→ OBJECTIVE:
Can you give every line of the records below as a Markdown table with the columns "Row" and "Record line", numbering the rows and leaving out blank lines?

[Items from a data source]
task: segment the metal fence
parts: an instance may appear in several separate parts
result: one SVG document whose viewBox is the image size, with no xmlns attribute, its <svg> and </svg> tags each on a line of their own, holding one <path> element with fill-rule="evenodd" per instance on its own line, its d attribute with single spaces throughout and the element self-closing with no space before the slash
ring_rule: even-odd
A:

→ ANSWER TO THIS EXERCISE:
| Row | Record line |
|---|---|
| 1 | task: segment the metal fence |
| 2 | parts: an instance may appear in several separate parts |
| 3 | result: one SVG document whose viewBox is the image size, with no xmlns attribute, its <svg> and </svg> tags each on a line of their own, holding one <path> element with fill-rule="evenodd" per instance on its own line, its d attribute with single spaces throughout and the element self-closing with no space before the slash |
| 4 | ring_rule: even-odd |
| 5 | A: |